* What this task involves
From the line that has "Expected behaviour: for every instance of the wooden boardwalk" down to the final line of the listing below, transcribe every line exactly, and only those.

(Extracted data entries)
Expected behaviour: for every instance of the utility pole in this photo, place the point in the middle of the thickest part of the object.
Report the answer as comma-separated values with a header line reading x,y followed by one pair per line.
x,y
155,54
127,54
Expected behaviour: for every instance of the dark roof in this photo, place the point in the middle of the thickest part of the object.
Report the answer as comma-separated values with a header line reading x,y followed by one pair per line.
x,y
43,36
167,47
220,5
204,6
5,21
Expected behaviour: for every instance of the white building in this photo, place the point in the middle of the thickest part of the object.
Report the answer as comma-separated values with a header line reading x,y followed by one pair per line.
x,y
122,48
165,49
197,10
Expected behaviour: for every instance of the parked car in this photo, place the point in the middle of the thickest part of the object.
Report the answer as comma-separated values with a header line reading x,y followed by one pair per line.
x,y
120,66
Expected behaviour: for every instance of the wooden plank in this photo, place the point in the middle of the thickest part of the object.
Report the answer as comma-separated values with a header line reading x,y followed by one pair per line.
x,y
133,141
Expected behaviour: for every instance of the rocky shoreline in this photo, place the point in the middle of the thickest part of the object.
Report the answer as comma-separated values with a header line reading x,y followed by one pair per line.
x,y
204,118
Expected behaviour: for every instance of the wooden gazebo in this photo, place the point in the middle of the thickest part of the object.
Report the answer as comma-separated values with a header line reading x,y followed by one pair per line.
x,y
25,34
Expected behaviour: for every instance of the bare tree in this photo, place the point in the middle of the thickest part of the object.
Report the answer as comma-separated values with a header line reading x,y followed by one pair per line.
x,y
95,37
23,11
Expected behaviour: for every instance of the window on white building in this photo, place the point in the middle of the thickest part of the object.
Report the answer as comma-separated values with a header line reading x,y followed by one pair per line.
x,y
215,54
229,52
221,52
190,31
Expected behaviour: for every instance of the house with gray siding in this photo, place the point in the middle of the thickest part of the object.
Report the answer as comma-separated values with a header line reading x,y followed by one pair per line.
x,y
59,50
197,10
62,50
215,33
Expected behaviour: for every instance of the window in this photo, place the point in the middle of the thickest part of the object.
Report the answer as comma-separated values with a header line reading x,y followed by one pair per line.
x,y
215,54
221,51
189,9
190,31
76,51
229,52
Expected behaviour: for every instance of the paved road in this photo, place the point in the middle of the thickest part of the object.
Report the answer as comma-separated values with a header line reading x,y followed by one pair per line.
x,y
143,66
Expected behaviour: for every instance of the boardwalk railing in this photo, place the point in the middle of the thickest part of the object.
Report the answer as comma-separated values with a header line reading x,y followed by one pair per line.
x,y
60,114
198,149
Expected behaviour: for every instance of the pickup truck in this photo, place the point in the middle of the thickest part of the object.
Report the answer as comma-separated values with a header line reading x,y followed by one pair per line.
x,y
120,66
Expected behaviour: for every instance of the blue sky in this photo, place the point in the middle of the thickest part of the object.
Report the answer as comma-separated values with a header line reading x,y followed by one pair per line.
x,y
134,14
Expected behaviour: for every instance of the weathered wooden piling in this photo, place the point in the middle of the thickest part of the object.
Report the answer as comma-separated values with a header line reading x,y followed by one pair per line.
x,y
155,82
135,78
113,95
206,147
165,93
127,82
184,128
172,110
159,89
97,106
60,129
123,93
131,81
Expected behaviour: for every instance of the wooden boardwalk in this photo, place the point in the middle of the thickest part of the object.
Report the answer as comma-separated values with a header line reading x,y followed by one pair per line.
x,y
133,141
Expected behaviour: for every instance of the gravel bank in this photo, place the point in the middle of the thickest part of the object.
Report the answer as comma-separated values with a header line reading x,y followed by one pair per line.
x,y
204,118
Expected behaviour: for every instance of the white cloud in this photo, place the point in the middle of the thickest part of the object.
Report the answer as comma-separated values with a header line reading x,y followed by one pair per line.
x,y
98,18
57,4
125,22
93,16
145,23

* Problem solution
Expected behaviour: for every instance of the wooden boardwalk in this photo, place the point in the middle of the thickest part of the object.
Report the answer as comma-separated values with a header line reading x,y followed by one pair per line.
x,y
133,141
Expected behaviour: for every instance of the gravel bank in this photo, place the point in the middle of the thickest part of the object.
Report the answer as comma-separated values with a header line reading x,y followed by one pair per line.
x,y
204,118
Expected behaviour: for every instance of the white cloud in this photo, place the point in the middle of the thickest part of the object.
Report the answer as comma-separated values with a header line reading x,y followed by one pair per line.
x,y
98,18
57,4
125,22
93,16
145,23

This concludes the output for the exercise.